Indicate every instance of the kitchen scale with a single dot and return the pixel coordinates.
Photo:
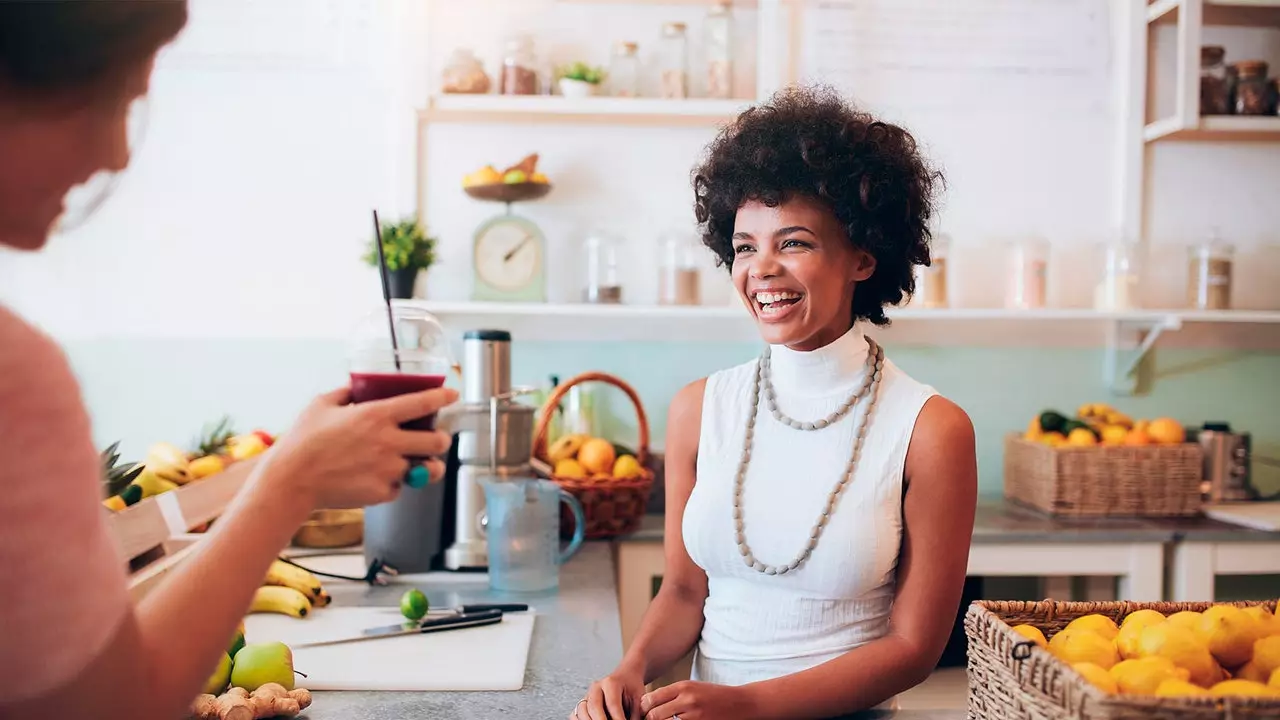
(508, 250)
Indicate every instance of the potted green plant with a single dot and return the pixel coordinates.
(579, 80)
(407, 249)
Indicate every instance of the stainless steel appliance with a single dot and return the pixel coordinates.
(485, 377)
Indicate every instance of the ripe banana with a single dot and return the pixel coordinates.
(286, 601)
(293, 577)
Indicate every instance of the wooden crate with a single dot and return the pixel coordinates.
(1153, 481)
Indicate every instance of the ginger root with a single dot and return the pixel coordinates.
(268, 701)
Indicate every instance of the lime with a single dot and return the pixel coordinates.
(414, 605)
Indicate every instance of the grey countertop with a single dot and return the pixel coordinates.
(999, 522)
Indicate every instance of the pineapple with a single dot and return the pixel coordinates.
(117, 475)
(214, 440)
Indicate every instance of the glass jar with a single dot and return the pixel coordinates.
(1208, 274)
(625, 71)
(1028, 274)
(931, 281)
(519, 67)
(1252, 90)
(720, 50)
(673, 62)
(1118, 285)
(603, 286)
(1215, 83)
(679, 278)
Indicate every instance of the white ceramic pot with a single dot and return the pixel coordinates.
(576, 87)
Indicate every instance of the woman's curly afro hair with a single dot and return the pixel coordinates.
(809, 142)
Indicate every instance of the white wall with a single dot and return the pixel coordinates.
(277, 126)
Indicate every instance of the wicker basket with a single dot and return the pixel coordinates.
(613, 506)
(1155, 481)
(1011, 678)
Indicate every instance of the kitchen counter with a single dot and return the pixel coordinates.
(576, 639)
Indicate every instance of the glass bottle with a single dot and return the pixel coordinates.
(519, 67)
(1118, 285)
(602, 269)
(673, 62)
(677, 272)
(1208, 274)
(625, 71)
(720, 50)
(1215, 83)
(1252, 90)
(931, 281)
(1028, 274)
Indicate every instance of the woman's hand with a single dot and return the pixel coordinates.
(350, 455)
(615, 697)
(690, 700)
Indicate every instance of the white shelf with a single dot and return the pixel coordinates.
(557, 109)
──────────
> What you should do:
Find the line that contains "Indicate every instance of the glass jar" in the data above. Reproduce it and every later line exactly, through the last one.

> Solution to this exercise:
Indicate every instance of the glass jar with a single dot and return the pixel coordinates.
(1208, 274)
(625, 71)
(1028, 274)
(931, 281)
(519, 67)
(1252, 90)
(720, 50)
(673, 62)
(1118, 285)
(603, 286)
(1215, 83)
(679, 278)
Indicate every instance of the white ceramic pot with a single dot and return the pixel coordinates.
(576, 87)
Indicate every instance of the woman's curly afro hair with a single dot and return the pixel coordinates.
(809, 142)
Indicate every instance of the white wall with a single dot and return the pixel coordinates.
(277, 126)
Indicate every instance of the wicker basket with a single dot and return the pixel coordinates.
(613, 506)
(1155, 481)
(1011, 678)
Indicate every instance of the kitchen counter with a single dot and return the pixel coordinates.
(576, 639)
Indicate every instance of the glass bottle with a single dot and return the pixel coordinates.
(519, 67)
(1118, 285)
(602, 269)
(673, 62)
(677, 272)
(1208, 274)
(625, 71)
(720, 50)
(1215, 83)
(1252, 90)
(931, 281)
(1028, 274)
Indicate every instance of the woman's hand with a single dot and return the pixel coordinates.
(350, 455)
(615, 697)
(690, 700)
Indicate every instance of the white shelf with a single dot and return the pixel coordinates.
(557, 109)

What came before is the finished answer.